→ **Short task**:
Count the lines in the entries below that contain the string "balloon", with case counting, and give only the number.

→ **Records for the task**:
(begin)

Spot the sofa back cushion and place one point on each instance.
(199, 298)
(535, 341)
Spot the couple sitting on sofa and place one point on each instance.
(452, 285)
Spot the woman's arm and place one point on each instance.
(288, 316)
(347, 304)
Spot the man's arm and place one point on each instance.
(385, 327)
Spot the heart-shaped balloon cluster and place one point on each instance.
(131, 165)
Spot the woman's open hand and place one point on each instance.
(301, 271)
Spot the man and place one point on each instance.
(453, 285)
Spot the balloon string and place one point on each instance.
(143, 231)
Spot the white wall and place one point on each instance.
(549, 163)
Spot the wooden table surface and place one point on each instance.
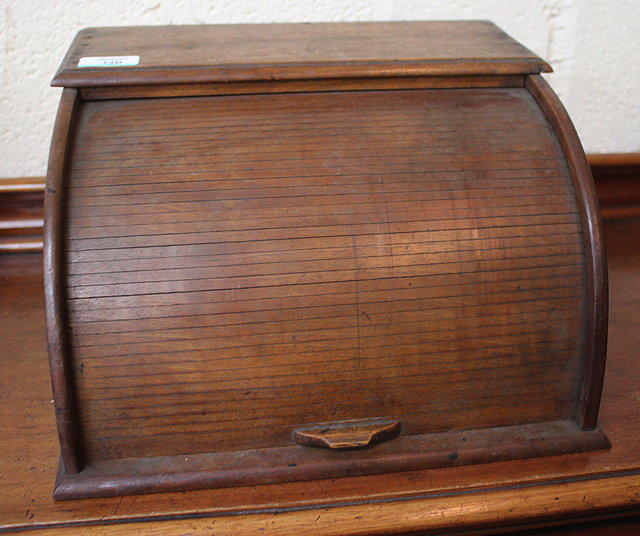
(516, 495)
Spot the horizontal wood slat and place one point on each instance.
(221, 254)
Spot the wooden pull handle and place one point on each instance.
(347, 434)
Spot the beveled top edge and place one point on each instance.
(248, 52)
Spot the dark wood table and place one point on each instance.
(589, 493)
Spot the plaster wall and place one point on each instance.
(593, 46)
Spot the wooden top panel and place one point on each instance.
(500, 495)
(182, 54)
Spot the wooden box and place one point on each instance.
(287, 252)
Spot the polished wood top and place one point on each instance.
(512, 494)
(243, 52)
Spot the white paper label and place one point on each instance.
(109, 61)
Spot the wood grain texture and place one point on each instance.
(234, 275)
(346, 246)
(57, 330)
(227, 53)
(514, 495)
(597, 290)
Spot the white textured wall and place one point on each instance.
(593, 45)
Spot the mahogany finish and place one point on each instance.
(494, 498)
(225, 270)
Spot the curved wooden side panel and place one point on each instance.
(597, 290)
(61, 378)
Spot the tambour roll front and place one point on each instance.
(287, 252)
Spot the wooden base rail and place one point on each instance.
(616, 175)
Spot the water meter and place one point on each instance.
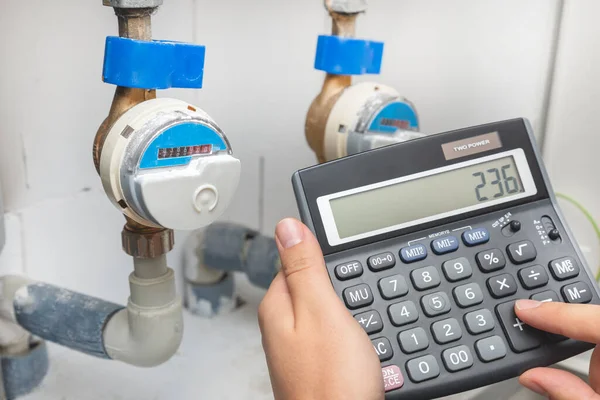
(166, 163)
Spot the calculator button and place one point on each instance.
(446, 331)
(435, 304)
(479, 321)
(457, 269)
(370, 321)
(422, 368)
(383, 348)
(578, 292)
(393, 287)
(490, 349)
(521, 336)
(425, 278)
(468, 295)
(473, 237)
(392, 378)
(381, 261)
(413, 340)
(564, 268)
(413, 253)
(444, 245)
(521, 252)
(490, 260)
(546, 296)
(533, 277)
(358, 296)
(403, 313)
(502, 285)
(457, 358)
(348, 270)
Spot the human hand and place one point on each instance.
(315, 349)
(577, 321)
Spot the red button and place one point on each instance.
(392, 377)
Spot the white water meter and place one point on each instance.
(366, 116)
(167, 164)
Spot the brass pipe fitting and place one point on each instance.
(333, 86)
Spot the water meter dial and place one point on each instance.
(167, 164)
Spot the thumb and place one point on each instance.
(304, 268)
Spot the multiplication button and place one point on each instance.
(490, 260)
(348, 270)
(381, 261)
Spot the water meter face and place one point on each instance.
(174, 167)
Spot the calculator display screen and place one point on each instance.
(427, 196)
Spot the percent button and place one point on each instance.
(490, 260)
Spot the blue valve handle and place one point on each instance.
(153, 65)
(348, 56)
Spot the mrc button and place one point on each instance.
(413, 253)
(443, 245)
(564, 268)
(348, 270)
(476, 236)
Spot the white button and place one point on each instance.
(206, 197)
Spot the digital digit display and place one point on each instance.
(426, 196)
(184, 151)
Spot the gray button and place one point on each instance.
(413, 340)
(521, 252)
(502, 285)
(383, 348)
(490, 260)
(393, 287)
(403, 313)
(533, 277)
(457, 269)
(468, 295)
(457, 358)
(578, 292)
(382, 261)
(446, 331)
(348, 270)
(490, 349)
(422, 368)
(370, 321)
(564, 268)
(358, 296)
(479, 321)
(435, 304)
(425, 278)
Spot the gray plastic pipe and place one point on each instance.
(146, 333)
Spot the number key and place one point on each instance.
(393, 287)
(403, 313)
(435, 304)
(479, 321)
(425, 278)
(468, 295)
(457, 358)
(446, 331)
(413, 340)
(457, 269)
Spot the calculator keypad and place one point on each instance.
(444, 306)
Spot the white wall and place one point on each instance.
(461, 62)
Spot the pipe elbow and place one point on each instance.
(144, 337)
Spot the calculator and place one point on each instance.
(430, 242)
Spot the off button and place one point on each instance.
(348, 270)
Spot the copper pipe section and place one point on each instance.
(333, 86)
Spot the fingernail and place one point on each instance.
(536, 388)
(289, 232)
(528, 304)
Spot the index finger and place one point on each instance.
(577, 321)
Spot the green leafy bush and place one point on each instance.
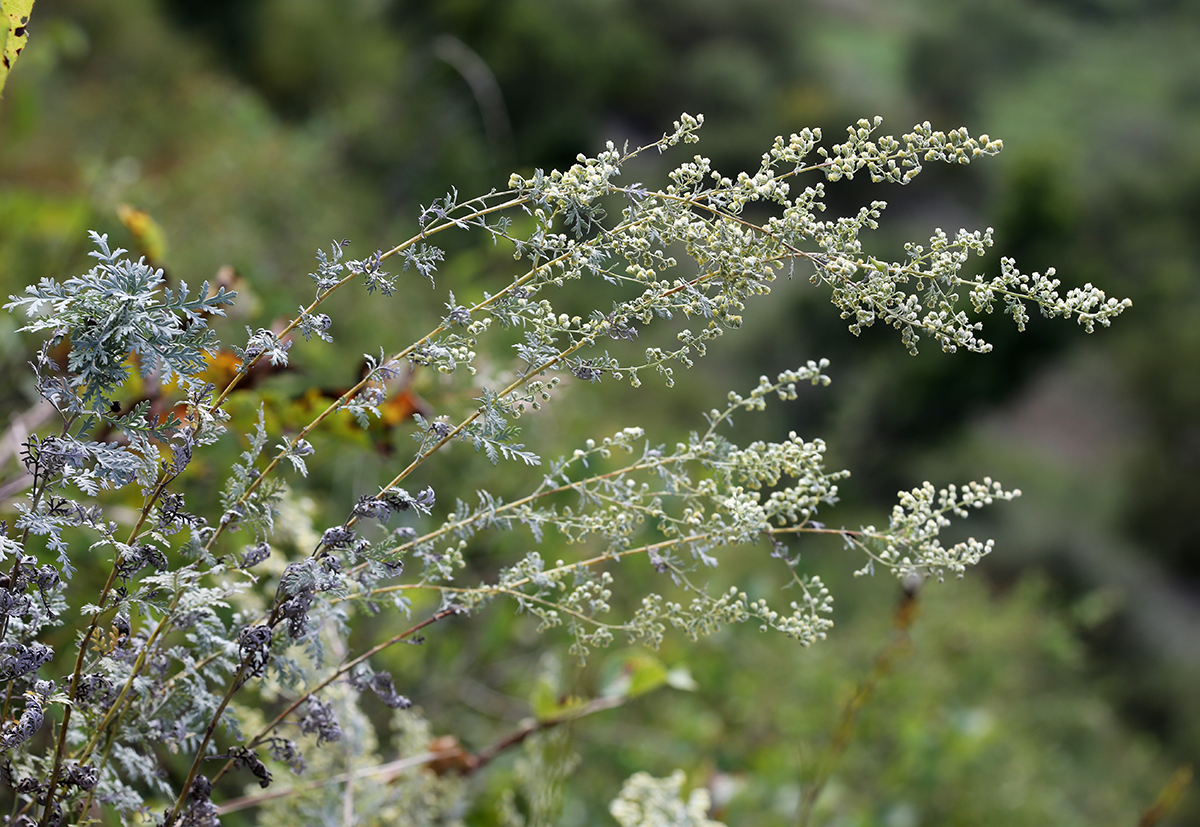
(223, 645)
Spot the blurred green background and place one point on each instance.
(1059, 685)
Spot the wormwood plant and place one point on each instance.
(198, 663)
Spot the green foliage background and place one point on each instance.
(1057, 689)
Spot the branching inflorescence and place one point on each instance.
(181, 627)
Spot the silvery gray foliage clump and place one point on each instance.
(201, 611)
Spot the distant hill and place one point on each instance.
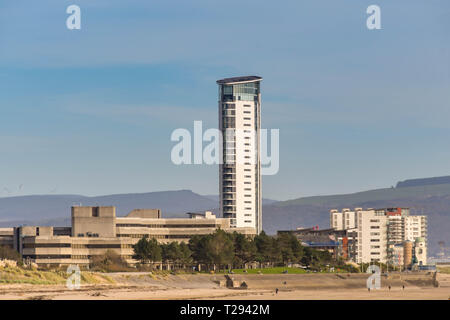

(end)

→ **Response to the task**:
2